● Job
Return each line of the material verbatim.

● Extracted data
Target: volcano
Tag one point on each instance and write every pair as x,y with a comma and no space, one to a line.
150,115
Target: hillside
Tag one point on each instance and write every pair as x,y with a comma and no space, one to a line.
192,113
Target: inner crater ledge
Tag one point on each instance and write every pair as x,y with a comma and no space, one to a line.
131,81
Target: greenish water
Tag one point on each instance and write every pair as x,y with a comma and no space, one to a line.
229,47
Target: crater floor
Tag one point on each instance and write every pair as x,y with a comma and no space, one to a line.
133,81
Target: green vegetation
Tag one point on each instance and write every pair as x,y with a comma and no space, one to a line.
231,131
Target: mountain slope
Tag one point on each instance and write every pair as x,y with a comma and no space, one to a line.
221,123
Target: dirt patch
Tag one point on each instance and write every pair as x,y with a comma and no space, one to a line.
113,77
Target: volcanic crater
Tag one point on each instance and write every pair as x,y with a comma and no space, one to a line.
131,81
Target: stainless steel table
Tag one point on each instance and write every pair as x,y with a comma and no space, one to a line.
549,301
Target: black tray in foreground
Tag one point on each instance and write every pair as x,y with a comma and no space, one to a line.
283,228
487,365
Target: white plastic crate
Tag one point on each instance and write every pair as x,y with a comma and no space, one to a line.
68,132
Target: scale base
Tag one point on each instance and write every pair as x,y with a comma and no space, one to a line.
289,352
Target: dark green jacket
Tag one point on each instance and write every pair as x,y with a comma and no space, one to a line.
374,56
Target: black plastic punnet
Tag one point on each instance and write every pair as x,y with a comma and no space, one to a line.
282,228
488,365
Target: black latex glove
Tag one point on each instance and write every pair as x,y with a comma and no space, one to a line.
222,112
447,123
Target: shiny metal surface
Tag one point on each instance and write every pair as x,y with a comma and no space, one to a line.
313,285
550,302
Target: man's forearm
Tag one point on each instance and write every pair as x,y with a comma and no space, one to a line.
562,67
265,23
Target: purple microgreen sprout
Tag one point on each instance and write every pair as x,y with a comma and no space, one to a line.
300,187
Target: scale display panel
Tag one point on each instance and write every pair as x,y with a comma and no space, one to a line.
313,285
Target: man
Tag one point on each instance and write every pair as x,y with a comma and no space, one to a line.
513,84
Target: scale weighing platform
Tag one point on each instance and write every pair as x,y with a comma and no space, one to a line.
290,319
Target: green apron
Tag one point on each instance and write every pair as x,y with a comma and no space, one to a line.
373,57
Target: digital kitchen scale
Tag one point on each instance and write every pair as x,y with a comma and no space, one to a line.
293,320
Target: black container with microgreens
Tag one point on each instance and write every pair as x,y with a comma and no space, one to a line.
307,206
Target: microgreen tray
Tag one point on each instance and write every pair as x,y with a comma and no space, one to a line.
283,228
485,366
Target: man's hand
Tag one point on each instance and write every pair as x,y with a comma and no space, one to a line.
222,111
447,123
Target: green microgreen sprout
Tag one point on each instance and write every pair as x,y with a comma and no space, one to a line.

● Solution to the problem
Target: volcano
Tag one point on each instance and write every pair as x,y with a comma and no space, one to a line.
150,115
Target: hillside
Tag one point on each instance and write every pair as x,y with a comma and no space, one to a line.
192,113
Target: inner crater ledge
Tag one point on each instance and write every pair as x,y with a comma and no space, one to a line.
131,81
Target: greenish water
Tag one point on each instance and write every pair as x,y with a comma and no space, one to a line.
229,47
Target: crater floor
Tag one point on each instance and write every pair as x,y with a comma and no space, one to a line.
133,81
Target: green vegetation
Tag one point on each instance and write every pair as x,y with a comma and no space, one to a line.
231,131
Target: mountain slope
Tag one point on each instance and write every pair as x,y with a comma and no space, one to a line.
221,123
Target: dirt patch
Tag one point on each instance and write every pair as x,y with a comma and no space, one to a line.
113,77
Target: volcanic crater
Tag one point on each instance and write every pair as x,y with a comma and no space, one to a line.
131,81
Target: stainless steel table
Tag one point on each instance and write every pair as x,y with a comma and no space, one to a line.
549,301
Target: black tray in foreground
Tag one point on each instance and write every pair as x,y with a comma and no space, one to a line.
283,228
487,365
Target: white plastic crate
Tag one point on each instance and write every pair as x,y with a comma and no space, one to a line.
68,132
Target: scale base
Tag one point on each instance and write every pair as x,y with a comma and no space, one to a line.
289,352
Target: dark green jacket
Tag one point on each instance and write every pair as x,y with a comma and no space, one to a line.
374,56
Target: black plastic punnet
Tag one point on each instance and write every pair as x,y with a comma and no space, one to a line.
282,228
488,365
Target: black latex glove
Tag one point on each instance and write every pair as x,y with a comma and no space, one to a line.
222,112
447,123
Target: shiny metal surface
Tag one point on each instance and write every pair as x,y with a comma and no space, one to a line.
313,285
550,302
Target: man's forearm
Tag one point on each instance and write every pair as x,y with a comma and no space, one to a line.
562,67
265,23
Target: purple microgreen sprout
Tag one point on each instance and write every pair as x,y with a comma and no space, one to a line.
300,187
Target: scale display panel
Tag one point on each instance and write every pair as x,y with a comma and no space, one to a line.
313,285
Target: man
Tag one point on each instance and write every pair as x,y with a comma and no space, one to a line.
513,84
Target: scale weighing platform
Tag one point on each instance and write every pair as x,y with a comma and no space, one to a line.
290,319
Target: green apron
Tag one point on each instance and write every pair as x,y with a comma and no space, one to a line.
373,57
Target: digital kitchen scale
Tag one point on each instance and write every pair as x,y with a comma and no space, one to a line.
293,320
Target: black container with microgreens
Tag one point on each instance and write every pair as x,y with a comma and no space, one to a line.
307,206
Target: microgreen tray
Tag one point on each instance and write every pair as x,y with a comma and no space, one to a line.
283,228
485,366
Target: man's hand
Tag one point on each instance and write every pair as x,y with a comma and no space, one to a line.
222,111
447,123
Target: green microgreen sprout
Tag one point on each instance and write every pair as x,y with a comma and no space, one to a line.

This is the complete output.